List every line of the material below that contains the word "noun", treating uppercase and lowercase as different.

* Begin INPUT *

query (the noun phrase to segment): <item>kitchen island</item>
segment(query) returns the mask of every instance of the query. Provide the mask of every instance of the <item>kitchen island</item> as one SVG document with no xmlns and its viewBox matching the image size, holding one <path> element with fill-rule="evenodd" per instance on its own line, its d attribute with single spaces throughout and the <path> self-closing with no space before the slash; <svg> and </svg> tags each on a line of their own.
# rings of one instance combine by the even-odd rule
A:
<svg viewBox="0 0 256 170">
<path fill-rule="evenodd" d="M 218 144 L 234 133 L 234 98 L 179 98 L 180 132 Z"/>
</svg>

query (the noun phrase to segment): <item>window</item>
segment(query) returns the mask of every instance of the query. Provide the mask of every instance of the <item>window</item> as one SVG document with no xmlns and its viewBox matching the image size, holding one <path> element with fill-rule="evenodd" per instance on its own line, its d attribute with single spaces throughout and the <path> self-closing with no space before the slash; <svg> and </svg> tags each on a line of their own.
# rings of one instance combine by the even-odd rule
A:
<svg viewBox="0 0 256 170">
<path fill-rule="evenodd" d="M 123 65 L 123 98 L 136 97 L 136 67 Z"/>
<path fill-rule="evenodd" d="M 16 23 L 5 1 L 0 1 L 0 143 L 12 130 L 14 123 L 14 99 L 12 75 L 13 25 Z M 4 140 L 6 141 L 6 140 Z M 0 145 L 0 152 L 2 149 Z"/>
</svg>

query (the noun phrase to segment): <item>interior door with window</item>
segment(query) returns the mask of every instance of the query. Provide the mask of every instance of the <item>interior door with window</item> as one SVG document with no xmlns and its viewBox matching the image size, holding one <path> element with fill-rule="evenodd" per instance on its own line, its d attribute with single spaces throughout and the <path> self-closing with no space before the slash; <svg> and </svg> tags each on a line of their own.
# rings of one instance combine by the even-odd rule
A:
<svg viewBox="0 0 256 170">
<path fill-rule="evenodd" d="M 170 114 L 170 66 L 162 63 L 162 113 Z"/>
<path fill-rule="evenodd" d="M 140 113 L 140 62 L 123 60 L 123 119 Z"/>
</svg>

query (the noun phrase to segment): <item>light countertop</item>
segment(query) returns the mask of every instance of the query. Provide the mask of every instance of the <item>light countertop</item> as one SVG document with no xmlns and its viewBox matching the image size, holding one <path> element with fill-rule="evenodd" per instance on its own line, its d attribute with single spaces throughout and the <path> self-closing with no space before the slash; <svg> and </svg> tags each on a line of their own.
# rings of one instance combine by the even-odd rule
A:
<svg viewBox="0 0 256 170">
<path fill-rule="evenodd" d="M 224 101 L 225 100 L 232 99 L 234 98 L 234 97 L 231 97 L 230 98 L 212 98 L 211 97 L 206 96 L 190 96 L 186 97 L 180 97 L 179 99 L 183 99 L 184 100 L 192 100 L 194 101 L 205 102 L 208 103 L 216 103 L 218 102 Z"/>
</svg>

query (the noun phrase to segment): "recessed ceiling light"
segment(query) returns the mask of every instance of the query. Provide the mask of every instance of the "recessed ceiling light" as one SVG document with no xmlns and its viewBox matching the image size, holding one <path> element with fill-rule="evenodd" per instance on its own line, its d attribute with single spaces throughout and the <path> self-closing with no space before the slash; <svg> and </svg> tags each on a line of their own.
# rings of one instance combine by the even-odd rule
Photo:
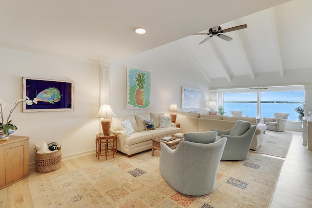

* End INPUT *

● **REPLY**:
query (the noun phrase to segment): <item>kitchen island</item>
query (the noun phrase to segment): <item>window</item>
query (the noun phrase to segment): <item>interior door with window</item>
query (the noun phrase to segment): <item>light countertop</item>
query (the noun phrase to segment): "recessed ceiling light"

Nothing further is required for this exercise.